**Data supplied:**
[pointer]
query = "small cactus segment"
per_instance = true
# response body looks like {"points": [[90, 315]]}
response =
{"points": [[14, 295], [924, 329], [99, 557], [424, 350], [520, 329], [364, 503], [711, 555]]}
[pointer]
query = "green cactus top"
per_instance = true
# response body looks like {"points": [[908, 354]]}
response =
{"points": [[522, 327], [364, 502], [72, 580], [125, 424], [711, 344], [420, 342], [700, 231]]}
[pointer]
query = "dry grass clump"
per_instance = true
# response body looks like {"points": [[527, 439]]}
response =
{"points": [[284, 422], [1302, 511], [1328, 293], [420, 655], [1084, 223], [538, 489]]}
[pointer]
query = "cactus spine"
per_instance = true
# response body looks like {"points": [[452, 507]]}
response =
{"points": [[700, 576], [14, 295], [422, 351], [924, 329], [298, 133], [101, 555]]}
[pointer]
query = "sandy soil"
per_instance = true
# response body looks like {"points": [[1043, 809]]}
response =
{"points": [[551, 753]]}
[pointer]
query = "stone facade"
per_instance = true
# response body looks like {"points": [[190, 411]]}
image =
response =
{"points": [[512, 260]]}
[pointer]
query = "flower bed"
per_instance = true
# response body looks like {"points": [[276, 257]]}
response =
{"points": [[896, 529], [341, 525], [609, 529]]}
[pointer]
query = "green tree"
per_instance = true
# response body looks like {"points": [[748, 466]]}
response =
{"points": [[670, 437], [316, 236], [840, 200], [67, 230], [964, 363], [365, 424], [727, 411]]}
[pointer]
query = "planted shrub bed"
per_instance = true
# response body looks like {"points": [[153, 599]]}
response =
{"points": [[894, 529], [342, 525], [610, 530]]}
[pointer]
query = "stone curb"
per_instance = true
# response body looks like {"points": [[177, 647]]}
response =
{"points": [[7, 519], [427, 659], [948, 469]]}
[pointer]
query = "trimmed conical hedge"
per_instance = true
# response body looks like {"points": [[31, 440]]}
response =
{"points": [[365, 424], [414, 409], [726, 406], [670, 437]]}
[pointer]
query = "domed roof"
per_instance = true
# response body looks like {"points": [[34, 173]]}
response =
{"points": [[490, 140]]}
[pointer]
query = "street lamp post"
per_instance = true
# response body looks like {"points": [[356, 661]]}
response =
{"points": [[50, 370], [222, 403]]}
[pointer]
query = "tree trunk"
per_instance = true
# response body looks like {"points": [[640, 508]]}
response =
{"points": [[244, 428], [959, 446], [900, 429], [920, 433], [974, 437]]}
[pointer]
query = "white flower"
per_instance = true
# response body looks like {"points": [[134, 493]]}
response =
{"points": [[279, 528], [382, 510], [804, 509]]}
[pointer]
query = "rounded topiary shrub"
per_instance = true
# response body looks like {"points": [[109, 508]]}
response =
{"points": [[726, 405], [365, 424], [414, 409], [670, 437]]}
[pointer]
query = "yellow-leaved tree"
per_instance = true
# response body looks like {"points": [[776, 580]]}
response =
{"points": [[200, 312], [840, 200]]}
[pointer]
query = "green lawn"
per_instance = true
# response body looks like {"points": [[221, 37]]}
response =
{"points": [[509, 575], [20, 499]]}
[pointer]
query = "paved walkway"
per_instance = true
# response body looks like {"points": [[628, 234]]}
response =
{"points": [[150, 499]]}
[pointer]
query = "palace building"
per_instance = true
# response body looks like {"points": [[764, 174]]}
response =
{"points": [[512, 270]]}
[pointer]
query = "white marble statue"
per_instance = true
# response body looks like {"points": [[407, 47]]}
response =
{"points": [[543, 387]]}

**Description of the task:**
Find every line in the records above that contains the word "shrub" and copy each of those lines.

**Task result:**
query = "planted shrub bed"
query = "rounded topiary shrub"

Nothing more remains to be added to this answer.